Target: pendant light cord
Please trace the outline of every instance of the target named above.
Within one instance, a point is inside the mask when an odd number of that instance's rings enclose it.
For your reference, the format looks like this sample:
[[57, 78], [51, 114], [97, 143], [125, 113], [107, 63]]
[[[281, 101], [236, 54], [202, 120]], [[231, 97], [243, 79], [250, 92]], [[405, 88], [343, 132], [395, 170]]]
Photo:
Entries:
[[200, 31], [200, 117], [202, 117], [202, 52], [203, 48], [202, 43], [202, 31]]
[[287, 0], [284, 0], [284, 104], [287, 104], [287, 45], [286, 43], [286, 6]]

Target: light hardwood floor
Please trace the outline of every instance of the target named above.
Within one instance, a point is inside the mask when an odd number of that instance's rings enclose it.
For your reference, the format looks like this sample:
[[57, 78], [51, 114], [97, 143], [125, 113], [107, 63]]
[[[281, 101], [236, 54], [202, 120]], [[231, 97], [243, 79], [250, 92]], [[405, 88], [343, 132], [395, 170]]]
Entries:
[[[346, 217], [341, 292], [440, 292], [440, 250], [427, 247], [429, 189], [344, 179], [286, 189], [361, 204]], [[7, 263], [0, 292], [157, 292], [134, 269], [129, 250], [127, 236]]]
--
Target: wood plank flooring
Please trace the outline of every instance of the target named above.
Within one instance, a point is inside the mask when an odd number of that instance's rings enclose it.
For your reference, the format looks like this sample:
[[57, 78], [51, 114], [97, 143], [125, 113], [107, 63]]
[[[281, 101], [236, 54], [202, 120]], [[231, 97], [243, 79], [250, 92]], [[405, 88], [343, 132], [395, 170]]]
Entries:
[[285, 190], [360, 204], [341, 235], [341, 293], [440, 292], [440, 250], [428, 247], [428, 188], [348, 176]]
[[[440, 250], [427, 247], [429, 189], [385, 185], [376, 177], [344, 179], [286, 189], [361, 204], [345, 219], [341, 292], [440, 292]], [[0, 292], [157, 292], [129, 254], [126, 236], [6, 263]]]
...
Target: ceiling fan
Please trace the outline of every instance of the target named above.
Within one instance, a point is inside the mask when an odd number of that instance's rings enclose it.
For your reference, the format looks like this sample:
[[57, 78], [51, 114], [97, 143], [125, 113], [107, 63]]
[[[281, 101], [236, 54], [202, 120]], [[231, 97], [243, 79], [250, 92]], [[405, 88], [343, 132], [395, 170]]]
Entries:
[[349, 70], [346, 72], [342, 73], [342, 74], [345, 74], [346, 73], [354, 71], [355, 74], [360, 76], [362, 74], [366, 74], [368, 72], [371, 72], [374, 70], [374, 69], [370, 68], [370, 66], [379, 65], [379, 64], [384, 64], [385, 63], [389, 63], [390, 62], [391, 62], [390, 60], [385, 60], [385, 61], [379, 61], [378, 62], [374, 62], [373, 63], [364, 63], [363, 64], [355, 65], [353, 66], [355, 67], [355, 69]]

_Objectif_
Pouvez-vous recopier à l'identique les lignes des enregistrements ci-dessus, en partant de celle qui contient « Target: pendant light cord » et en vous arrêtant après celle qui contient « 43], [286, 6]] » ?

_Corrigé de l'exercice_
Target: pendant light cord
Please trace the outline of every instance of the target named above.
Within one instance, a point is inside the mask when an odd number of that instance's rings enclose it.
For your reference, the format looks like this sample:
[[57, 78], [51, 114], [97, 143], [125, 113], [107, 63]]
[[[281, 101], [236, 54], [202, 120]], [[231, 97], [243, 79], [250, 92]], [[405, 88], [343, 132], [395, 170]]]
Photo:
Entries:
[[200, 31], [200, 117], [202, 117], [202, 52], [203, 48], [202, 43], [202, 31]]
[[287, 0], [284, 0], [284, 104], [287, 104], [287, 45], [286, 43], [286, 6]]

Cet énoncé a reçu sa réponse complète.